◆ Belirtilen Amaç a
Aşağıdaki girdilerde "coffee" sözcüğünü içeren her satırı döndürün.

Gerçek Vitamin Deposu Sebzeler
THY Skylife
Sebze... İnsan sağlığının temel yapısına doğrudan etki eden besin maddeleri. Onların yokluğunda lezzetli bir yemek pişirmek mümkün mü? Elbette hayır. Sağlık açısından ne kadar önemliyse, bir aşçı için de iyi yemek pişirebilmenin temel şartıdır sebze. Dünya mutfak klasiklerinin başında yer alan leziz ‘demi glace’ sosunun yapımında yedi farklı sebze çeşidi kullanılır örneğin. Yine de sebze, bence dünya genelinde hak ettiği yeri ve değeri bulamamıştır.
Sebzenin mutfakta kullanımı, iklim koşulları yetersiz olan bölgelerde ancak II. Dünya Savaşı’ndan sonra gelişmeye başladı. Ulaşım ve saklama tekniklerindeki teknolojik gelişmeler, genetik bilimin sunduğu imkânlar, sebzelerin bu bölgelere ulaşmasını kolaylaştırdı. Fakat sebzeler, yarım asırlık süreç içinde bu bölgelerde bir yemeğe eşlik eden garnitür, salata ya da en fazla bir çorba olarak ilgi gördü. Oysa zengin sebze çeşitlerinin yetişmesine imkân veren coğrafyalarda, sebzeler vazgeçilmez temel gıdalardır diyebiliriz. Özellikle Anadolu’da kebap dahil her yemek, sebzeyle beraber pişirilir.

[Nesne işaretlemeye dair veri kümesi alıntıları]
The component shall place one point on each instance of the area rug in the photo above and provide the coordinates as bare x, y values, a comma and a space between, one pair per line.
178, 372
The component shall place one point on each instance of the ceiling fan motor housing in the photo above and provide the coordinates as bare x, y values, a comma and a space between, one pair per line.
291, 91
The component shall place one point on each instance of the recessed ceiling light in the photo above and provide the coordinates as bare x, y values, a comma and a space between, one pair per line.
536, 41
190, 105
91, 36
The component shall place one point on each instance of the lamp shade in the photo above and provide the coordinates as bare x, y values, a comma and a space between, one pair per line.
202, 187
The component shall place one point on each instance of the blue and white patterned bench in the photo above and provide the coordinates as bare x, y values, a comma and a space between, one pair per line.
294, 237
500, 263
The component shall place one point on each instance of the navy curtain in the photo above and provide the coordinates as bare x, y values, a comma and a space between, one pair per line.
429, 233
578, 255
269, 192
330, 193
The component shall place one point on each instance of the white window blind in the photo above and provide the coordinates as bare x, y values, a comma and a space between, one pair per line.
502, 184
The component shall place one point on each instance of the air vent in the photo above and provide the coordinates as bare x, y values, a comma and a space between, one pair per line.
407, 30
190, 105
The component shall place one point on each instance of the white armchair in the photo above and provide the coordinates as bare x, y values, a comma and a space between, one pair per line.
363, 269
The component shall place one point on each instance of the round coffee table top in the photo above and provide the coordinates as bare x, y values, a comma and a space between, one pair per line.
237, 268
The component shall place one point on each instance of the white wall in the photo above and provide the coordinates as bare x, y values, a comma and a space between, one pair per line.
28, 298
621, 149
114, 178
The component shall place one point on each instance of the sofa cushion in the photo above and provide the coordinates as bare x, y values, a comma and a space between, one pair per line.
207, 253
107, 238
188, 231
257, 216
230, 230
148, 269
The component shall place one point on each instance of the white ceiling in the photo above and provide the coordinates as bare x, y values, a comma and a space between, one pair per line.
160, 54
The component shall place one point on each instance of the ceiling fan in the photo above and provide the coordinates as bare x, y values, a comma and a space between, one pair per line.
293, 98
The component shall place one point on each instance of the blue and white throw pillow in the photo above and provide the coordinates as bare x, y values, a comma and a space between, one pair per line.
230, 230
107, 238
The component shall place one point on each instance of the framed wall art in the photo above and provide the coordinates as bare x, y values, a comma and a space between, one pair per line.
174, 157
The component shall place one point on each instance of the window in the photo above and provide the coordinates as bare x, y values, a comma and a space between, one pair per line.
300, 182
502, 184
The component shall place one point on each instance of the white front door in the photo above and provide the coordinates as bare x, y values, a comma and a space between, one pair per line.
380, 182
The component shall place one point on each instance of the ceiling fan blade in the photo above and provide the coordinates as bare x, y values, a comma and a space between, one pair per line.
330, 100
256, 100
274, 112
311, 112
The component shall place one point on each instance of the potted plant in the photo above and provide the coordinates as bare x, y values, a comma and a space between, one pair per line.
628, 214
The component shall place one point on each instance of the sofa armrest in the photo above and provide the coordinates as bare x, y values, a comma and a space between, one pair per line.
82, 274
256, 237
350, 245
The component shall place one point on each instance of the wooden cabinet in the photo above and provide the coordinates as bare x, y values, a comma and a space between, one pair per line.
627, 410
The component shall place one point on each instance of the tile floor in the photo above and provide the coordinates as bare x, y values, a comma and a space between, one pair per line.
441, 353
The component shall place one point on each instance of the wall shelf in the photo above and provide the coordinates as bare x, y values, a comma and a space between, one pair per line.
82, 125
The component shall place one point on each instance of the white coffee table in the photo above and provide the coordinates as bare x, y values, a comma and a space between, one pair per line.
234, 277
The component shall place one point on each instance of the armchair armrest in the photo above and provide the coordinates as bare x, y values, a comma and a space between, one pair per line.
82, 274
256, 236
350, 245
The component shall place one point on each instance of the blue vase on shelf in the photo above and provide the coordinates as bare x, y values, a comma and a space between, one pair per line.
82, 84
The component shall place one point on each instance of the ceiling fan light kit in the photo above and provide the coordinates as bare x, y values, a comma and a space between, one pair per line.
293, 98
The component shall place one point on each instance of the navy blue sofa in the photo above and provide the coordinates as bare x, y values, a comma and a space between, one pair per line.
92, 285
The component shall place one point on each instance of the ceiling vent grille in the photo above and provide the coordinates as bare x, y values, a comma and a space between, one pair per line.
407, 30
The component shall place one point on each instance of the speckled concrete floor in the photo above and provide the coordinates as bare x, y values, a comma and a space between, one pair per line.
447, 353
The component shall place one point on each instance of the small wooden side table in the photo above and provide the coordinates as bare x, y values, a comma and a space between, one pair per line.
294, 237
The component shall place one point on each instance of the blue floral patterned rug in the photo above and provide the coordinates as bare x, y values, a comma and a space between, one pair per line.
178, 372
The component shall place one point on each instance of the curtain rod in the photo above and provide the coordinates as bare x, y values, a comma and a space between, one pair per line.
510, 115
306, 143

◆ Belirtilen Amaç b
Yukarıdaki sebzeler konulu metinde "Gerçek Vitamin Deposu" ifadesinden aşağıya, "ve değeri bulamamıştır." ifadesine kadar her şeyi yeniden yazın. Bu sırada "aşçı" kelimesini "şef" olarak yeniden adlandırın.

◆ Yazılı Yanıt a
The component shall place one point on each instance of the round coffee table top in the photo above and provide the coordinates as bare x, y values, a comma and a space between, one pair per line.
The component shall place one point on each instance of the white coffee table in the photo above and provide the coordinates as bare x, y values, a comma and a space between, one pair per line.

◆ Yazılı Yanıt b
Gerçek Vitamin Deposu Sebzeler
THY Skylife
Sebze... İnsan sağlığının temel yapısına doğrudan etki eden besin maddeleri. Onların yokluğunda lezzetli bir yemek pişirmek mümkün mü? Elbette hayır. Sağlık açısından ne kadar önemliyse, bir şef için de iyi yemek pişirebilmenin temel şartıdır sebze. Dünya mutfak klasiklerinin başında yer alan leziz ‘demi glace’ sosunun yapımında yedi farklı sebze çeşidi kullanılır örneğin. Yine de sebze, bence dünya genelinde hak ettiği yeri ve değeri bulamamıştır.